• Goal of the exercise:
Please copy every one of the entries below word for word, keeping each line unchanged.

-=-=-

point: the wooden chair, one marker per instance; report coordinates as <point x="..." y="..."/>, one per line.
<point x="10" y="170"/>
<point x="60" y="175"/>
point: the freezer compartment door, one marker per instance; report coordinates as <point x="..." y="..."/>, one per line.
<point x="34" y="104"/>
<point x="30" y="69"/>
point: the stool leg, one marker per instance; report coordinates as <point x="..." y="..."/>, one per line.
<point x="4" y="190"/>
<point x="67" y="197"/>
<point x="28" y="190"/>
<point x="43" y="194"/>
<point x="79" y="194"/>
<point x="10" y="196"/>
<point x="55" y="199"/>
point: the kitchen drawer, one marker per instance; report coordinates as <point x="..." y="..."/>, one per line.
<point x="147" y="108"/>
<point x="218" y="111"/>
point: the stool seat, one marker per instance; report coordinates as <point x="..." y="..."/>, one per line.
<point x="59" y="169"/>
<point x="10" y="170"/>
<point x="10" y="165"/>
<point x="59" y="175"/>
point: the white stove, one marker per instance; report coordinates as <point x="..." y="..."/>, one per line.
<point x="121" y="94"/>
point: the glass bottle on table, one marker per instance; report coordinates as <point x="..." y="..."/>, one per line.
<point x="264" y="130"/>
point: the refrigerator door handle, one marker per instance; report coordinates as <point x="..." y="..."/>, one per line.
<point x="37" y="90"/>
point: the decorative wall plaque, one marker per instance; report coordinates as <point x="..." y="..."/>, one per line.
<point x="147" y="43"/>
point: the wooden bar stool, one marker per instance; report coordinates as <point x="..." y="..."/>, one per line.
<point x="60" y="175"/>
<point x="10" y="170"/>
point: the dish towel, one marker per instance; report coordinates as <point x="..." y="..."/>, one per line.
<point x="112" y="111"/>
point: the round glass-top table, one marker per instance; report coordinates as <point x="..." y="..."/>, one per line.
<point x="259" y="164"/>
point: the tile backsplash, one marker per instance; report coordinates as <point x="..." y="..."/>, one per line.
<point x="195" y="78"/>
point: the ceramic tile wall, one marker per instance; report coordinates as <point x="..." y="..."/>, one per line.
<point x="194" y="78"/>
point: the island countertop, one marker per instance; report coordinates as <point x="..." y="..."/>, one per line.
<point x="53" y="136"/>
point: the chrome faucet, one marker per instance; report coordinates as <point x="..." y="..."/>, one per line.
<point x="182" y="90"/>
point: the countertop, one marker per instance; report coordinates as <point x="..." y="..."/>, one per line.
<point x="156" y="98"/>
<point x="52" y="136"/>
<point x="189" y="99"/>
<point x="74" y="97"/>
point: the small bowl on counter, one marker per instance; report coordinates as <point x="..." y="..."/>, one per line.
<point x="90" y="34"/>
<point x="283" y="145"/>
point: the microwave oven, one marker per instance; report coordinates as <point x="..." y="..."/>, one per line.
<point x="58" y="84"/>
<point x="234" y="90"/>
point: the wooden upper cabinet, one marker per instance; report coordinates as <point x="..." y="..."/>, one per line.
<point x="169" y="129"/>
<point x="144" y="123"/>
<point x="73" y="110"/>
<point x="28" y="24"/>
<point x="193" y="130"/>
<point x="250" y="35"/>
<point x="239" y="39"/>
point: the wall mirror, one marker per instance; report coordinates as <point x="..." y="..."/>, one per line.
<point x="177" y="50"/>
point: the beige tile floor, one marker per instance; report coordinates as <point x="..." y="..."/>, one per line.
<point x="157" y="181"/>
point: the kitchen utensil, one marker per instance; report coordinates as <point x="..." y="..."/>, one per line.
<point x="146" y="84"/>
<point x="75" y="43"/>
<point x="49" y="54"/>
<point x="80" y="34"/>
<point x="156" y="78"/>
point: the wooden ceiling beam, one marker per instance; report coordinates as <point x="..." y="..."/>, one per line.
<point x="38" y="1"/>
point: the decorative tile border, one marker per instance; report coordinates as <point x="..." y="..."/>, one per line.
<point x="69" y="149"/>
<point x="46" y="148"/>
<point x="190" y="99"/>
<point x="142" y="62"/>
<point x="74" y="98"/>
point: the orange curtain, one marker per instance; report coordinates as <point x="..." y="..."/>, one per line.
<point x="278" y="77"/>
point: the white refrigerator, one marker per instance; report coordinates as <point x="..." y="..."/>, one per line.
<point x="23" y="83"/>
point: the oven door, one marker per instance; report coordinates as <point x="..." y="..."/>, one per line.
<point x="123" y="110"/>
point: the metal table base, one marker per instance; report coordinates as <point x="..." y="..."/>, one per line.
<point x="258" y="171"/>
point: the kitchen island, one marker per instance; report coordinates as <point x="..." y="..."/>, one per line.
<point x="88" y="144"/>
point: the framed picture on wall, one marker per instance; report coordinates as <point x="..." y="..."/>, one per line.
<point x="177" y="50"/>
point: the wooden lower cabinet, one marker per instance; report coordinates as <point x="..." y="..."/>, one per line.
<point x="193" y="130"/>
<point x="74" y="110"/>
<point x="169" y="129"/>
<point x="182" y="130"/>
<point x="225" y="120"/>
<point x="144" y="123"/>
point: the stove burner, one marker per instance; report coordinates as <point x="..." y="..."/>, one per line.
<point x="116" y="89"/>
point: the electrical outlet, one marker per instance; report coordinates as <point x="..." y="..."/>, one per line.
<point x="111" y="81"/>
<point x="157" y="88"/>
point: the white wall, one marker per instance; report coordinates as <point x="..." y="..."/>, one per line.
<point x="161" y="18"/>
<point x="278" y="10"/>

-=-=-

• The result:
point: the wooden chair, one marker per instance; report coordinates as <point x="..." y="..."/>, one per line.
<point x="10" y="170"/>
<point x="60" y="175"/>
point: the freezer compartment door, one marker per instance; report coordinates as <point x="..." y="..."/>, one per line.
<point x="34" y="104"/>
<point x="30" y="69"/>
point: the stool leg, one marker per instance; report coordinates as <point x="..." y="..."/>, one per line.
<point x="4" y="190"/>
<point x="67" y="197"/>
<point x="28" y="190"/>
<point x="43" y="194"/>
<point x="79" y="194"/>
<point x="10" y="196"/>
<point x="55" y="199"/>
point: the kitchen drawer, one marker per instance; report coordinates as <point x="..." y="..."/>, one per line.
<point x="147" y="108"/>
<point x="218" y="111"/>
point: the stool seat, one marker per instance; report coordinates as <point x="..." y="..."/>, one per line.
<point x="59" y="169"/>
<point x="10" y="170"/>
<point x="10" y="165"/>
<point x="59" y="175"/>
point: the white stove, one marker per instance; report coordinates as <point x="..." y="..."/>, one per line.
<point x="121" y="94"/>
point: the glass bottle on table, one marker per instance; report coordinates as <point x="..." y="..."/>, one per line.
<point x="264" y="130"/>
point: the refrigerator door handle, one marker per instance; report coordinates as <point x="..." y="..."/>, one per line.
<point x="37" y="90"/>
point: the decorative wall plaque, one marker per instance; report coordinates as <point x="..." y="..."/>, one per line.
<point x="147" y="43"/>
point: the wooden bar stool, one marker per instance; report coordinates as <point x="..." y="..."/>, one per line.
<point x="60" y="175"/>
<point x="10" y="170"/>
point: the dish towel, one marker per instance; report coordinates as <point x="..." y="..."/>, one per line.
<point x="112" y="111"/>
point: the round glass-top table, one marker per instance; report coordinates as <point x="..." y="..."/>, one per line.
<point x="259" y="164"/>
point: the tile backsplash, one marker per instance; report coordinates as <point x="..." y="..."/>, one per line.
<point x="195" y="78"/>
point: the ceramic tile wall, one marker per instance; report coordinates as <point x="..." y="..."/>, one per line.
<point x="194" y="78"/>
point: the island countertop, one marker per instance; report coordinates as <point x="..." y="..."/>, one per line.
<point x="53" y="136"/>
point: the chrome faucet, one marker per instance; report coordinates as <point x="..." y="..."/>, one per line.
<point x="182" y="90"/>
point: the countertop, one marker per instance; report coordinates as <point x="..." y="..."/>, one per line.
<point x="156" y="98"/>
<point x="52" y="136"/>
<point x="189" y="99"/>
<point x="74" y="97"/>
point: the small bowl on counter, one marker per instance; report coordinates as <point x="..." y="..."/>, one per line.
<point x="90" y="34"/>
<point x="283" y="145"/>
point: the microwave oven, one marker per instance; report coordinates as <point x="..." y="..."/>, one per line.
<point x="58" y="84"/>
<point x="234" y="90"/>
point: the wooden upper cabinet, one marker per instance; report coordinates as <point x="..." y="..."/>, one per line.
<point x="169" y="129"/>
<point x="144" y="123"/>
<point x="73" y="110"/>
<point x="28" y="24"/>
<point x="193" y="130"/>
<point x="250" y="35"/>
<point x="239" y="39"/>
point: the wall mirror, one marker per instance; report coordinates as <point x="..." y="..."/>, one per line.
<point x="177" y="50"/>
point: the beige tile floor, one marker per instance; report coordinates as <point x="..." y="..."/>, one per line.
<point x="157" y="181"/>
point: the kitchen utensil, one marker per instance; report coordinates as <point x="..." y="..."/>, one per line.
<point x="146" y="84"/>
<point x="75" y="43"/>
<point x="49" y="54"/>
<point x="80" y="34"/>
<point x="156" y="78"/>
point: the wooden ceiling beam, one marker per instance; report coordinates as <point x="..." y="..."/>, one per line.
<point x="38" y="1"/>
point: the decorative tile border, one marker per instance; report coordinates as <point x="..." y="..."/>, one per line.
<point x="69" y="149"/>
<point x="46" y="148"/>
<point x="190" y="99"/>
<point x="142" y="62"/>
<point x="74" y="98"/>
point: the orange curtain, one marker per instance; report coordinates as <point x="..." y="..."/>, one per line.
<point x="278" y="77"/>
point: the white refrigerator, one marker per instance; report coordinates as <point x="..." y="..."/>, one per line.
<point x="23" y="83"/>
point: the oven door, one marker per instance; report coordinates as <point x="..." y="..."/>, one per line.
<point x="123" y="110"/>
point: the metal table base, one marker per instance; report coordinates as <point x="..." y="..."/>, one per line.
<point x="258" y="171"/>
point: the kitchen island, one marker per instance; report coordinates as <point x="..." y="..."/>, one per line.
<point x="88" y="144"/>
point: the framed picture on wall, one marker per instance; report coordinates as <point x="..." y="..."/>, one per line.
<point x="177" y="50"/>
point: the wooden lower cabinet, one marker per instance; report coordinates as <point x="..." y="..."/>, one per line.
<point x="193" y="130"/>
<point x="74" y="110"/>
<point x="169" y="129"/>
<point x="182" y="130"/>
<point x="225" y="120"/>
<point x="144" y="123"/>
point: the stove burner, one marker per instance; report coordinates as <point x="..." y="..."/>, one per line.
<point x="116" y="89"/>
point: the electrical outlet, one marker per instance; report coordinates as <point x="..." y="..."/>, one per line.
<point x="111" y="81"/>
<point x="157" y="88"/>
point: the white wall, one marker per instance; report coordinates as <point x="..." y="..."/>, one per line.
<point x="161" y="18"/>
<point x="278" y="10"/>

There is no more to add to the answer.